• _閱讀片段_
---------------
聽說有版權問題不能貼題目?。那就只能先忍一忍了。
題目抽象為:我們有一個由有根樹構成的森林,對這個森林進行兩種操作:
把某棵子樹拔下來接到某一棵樹(可能還是那個子樹原來所在的樹)的某個節點下面,詢問某個節點在樹中的深度。
因為把一棵邊權為1的樹的括號序列拿出來,樹上某兩點的距離就是在括號序列中兩點間沒匹配括號的個數(有左括號右括號選擇的區別,具體分析處理)。當然,既然是對一群樹操作,那就直接用動態樹就行了。
于是就去學了動態樹。發現其實不算很難(1.指時間復雜度均攤logn的算法,還有基于輕重邊剖分的嚴格logn的算法 2.如果你對splay熟的話),寫起來也就基本上就是一棵splay,也算比較好寫的。。(以后就告別路徑剖分了。。太麻煩了。。復雜度也沒動態樹好。。)
以下所說的動態樹都是基于splay的時間復雜度均攤logn的動態樹。
動態樹的主要思想就是:類似輕重邊剖分一樣,把整棵樹劃分成若干實邊(solid edge)和虛邊(dashed edge),但這個都是根據你的需要來設定的,不像輕重邊一樣每個點往下都必須有一條重邊(單獨的葉子節點算長度為0的重邊),而是每次把你所需要操作的點到根的邊都改為實邊(expose操作),且每個點往下的實邊數不超過1。修改沿途如果有一個點已經有了實邊邊那么就把它原來的實邊改成虛邊。這樣每次對一個點操作都是在一條實路徑上(solid path)。對于每一條實路徑,都用一棵splay來維護就行了。(splay可以亂轉亂拔亂接太爽了。。- -!當然是在一定規則下的亂。。)
/*
* $File: bounce.cpp
* $Date: Fri Jul 09 20:59:27 2010 +0800
* $Author: Tim
* $Solution: Dynamic Tree with Splay Tree implementation
* $Time complexity: O(mlogn) , per operation amorized O(logn);
*/
#include <cstdio>
#include <cstdlib>
#include <cstring>
#include <cassert>
#define MAXN 200005
using namespace std;
class SplayNode
{
public:
int fa, lt, rt, size;
};
SplayNode node[MAXN + 1];
// functions below are belong to splay tree
// we can see that, this splay tree is quite
// simple, and just 'splay' function
// and size maintaining supported.
---------------
• _作答說明_
**a.** 改寫關於動態樹的文章中從“聽說有版權問題不能貼題目?。那就只能先忍一忍了。”到“就告別路徑剖分了。。太麻煩了。。復雜度也沒動態樹好。。)”這一段,把其中的“動態樹”一律換成“Link-Cut Tree”。
**b.** 從關於動態樹的文章最後一行之後接著往下寫。

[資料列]
---------------
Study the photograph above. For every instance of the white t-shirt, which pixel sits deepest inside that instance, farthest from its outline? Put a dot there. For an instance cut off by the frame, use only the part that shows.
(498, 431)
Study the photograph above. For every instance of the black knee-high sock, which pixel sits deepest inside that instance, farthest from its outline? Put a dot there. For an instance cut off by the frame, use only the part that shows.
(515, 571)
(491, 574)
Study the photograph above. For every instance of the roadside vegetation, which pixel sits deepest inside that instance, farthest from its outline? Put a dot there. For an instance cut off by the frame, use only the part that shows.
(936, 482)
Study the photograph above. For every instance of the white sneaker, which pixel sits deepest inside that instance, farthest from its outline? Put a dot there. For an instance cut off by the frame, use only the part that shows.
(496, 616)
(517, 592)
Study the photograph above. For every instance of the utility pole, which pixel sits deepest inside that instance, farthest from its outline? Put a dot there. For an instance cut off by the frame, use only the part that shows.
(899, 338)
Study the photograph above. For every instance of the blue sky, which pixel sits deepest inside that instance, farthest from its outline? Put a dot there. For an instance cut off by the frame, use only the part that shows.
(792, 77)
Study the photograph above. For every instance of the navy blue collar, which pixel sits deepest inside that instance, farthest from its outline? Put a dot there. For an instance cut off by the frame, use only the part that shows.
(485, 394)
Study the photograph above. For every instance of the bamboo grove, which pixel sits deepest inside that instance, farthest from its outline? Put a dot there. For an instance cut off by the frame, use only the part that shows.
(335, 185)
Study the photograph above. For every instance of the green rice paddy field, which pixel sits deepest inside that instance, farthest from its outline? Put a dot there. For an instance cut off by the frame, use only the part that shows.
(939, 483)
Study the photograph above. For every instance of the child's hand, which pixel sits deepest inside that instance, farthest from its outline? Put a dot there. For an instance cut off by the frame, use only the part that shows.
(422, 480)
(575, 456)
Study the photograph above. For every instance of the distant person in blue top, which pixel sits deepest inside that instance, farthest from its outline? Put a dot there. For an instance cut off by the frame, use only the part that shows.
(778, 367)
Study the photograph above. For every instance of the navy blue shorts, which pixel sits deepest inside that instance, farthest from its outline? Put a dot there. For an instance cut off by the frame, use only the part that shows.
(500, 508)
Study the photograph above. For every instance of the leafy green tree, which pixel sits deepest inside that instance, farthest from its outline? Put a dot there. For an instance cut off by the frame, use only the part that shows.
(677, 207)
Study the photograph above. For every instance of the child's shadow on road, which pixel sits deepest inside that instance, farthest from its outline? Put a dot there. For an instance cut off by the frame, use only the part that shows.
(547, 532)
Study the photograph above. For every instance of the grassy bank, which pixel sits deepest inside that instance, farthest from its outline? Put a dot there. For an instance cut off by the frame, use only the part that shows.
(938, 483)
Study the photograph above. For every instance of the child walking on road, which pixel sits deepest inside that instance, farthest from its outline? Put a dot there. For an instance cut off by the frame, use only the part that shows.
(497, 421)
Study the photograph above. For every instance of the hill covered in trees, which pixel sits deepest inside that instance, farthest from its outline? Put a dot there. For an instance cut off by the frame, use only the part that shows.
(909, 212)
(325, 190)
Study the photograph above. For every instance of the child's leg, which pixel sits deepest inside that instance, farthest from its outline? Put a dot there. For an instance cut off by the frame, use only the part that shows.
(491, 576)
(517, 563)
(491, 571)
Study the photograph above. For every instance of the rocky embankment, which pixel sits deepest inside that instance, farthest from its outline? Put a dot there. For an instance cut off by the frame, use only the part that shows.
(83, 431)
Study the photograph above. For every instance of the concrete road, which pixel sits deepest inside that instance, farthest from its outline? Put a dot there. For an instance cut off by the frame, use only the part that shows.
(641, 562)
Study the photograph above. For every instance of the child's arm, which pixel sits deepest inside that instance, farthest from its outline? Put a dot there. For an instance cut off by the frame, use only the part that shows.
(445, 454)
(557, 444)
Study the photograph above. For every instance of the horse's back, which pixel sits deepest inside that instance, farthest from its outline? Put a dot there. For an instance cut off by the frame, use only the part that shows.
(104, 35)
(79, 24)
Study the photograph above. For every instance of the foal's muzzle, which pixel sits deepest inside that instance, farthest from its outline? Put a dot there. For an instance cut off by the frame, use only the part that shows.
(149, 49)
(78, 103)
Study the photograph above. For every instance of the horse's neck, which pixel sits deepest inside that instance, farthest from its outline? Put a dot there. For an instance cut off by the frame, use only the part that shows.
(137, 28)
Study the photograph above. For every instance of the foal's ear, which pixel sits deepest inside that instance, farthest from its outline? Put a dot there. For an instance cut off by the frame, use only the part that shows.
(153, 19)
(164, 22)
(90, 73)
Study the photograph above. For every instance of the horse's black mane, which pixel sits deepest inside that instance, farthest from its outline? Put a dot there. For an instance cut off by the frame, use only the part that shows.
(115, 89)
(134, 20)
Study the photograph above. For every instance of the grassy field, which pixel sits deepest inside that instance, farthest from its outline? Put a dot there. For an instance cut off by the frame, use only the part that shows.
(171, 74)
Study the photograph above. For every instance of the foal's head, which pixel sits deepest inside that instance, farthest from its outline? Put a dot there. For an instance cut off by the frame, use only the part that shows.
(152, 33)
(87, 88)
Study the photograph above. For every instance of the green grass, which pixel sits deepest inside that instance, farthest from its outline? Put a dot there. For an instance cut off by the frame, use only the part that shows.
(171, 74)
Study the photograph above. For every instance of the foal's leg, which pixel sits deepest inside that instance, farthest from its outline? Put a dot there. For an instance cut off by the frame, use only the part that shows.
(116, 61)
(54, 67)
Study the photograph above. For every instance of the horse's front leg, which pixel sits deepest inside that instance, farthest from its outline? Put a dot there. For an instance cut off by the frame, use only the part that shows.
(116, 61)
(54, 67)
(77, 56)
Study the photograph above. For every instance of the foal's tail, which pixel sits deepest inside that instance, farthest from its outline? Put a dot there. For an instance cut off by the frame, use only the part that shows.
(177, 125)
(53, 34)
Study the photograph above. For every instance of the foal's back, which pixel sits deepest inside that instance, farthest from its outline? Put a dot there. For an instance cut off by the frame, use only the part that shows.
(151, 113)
---------------
• _參考答案_
**a.**
聽說有版權問題不能貼題目?。那就只能先忍一忍了。
題目抽象為:我們有一個由有根樹構成的森林,對這個森林進行兩種操作:
把某棵子樹拔下來接到某一棵樹(可能還是那個子樹原來所在的樹)的某個節點下面,詢問某個節點在樹中的深度。
因為把一棵邊權為1的樹的括號序列拿出來,樹上某兩點的距離就是在括號序列中兩點間沒匹配括號的個數(有左括號右括號選擇的區別,具體分析處理)。當然,既然是對一群樹操作,那就直接用Link-Cut Tree就行了。
于是就去學了Link-Cut Tree。發現其實不算很難(1.指時間復雜度均攤logn的算法,還有基于輕重邊剖分的嚴格logn的算法 2.如果你對splay熟的話),寫起來也就基本上就是一棵splay,也算比較好寫的。。(以后就告別路徑剖分了。。太麻煩了。。復雜度也沒Link-Cut Tree好。。)

**b.**
// but that what all we need to
// solve this problem
void Renew(int x)
{
if (!x)
return;
node[x].size = node[node[x].lt].size + node[node[x].rt].size + 1;
}
void RightRotate(int x)
{
int lc = node[x].lt, fa = node[x].fa;
node[x].lt = node[lc].rt; node[node[x].lt].fa = x;
node[lc].rt = x; node[x].fa = lc;
node[lc].fa = fa;
if (x == node[fa].lt)
node[fa].lt = lc;
else
node[fa].rt = lc;
Renew(x);
Renew(lc);
}
void LeftRotate(int x)
{
int rc = node[x].rt, fa = node[x].fa;
node[x].rt = node[rc].lt; node[node[x].rt].fa = x;
node[rc].lt = x; node[x].fa = rc;
node[rc].fa = fa;
if (x == node[fa].lt)
node[fa].lt = rc;
else
node[fa].rt = rc;
Renew(x);
Renew(rc);
}
void splay(int x, int FA = 0)
{
int fa, Fa;
while ((fa = node[x].fa) != FA)
{
if ((Fa = node[fa].fa) == FA)
{
if (x == node[fa].lt)
RightRotate(fa);
else
LeftRotate(fa);
}
else
{
if (x == node[fa].lt)
{
if (fa == node[Fa].lt)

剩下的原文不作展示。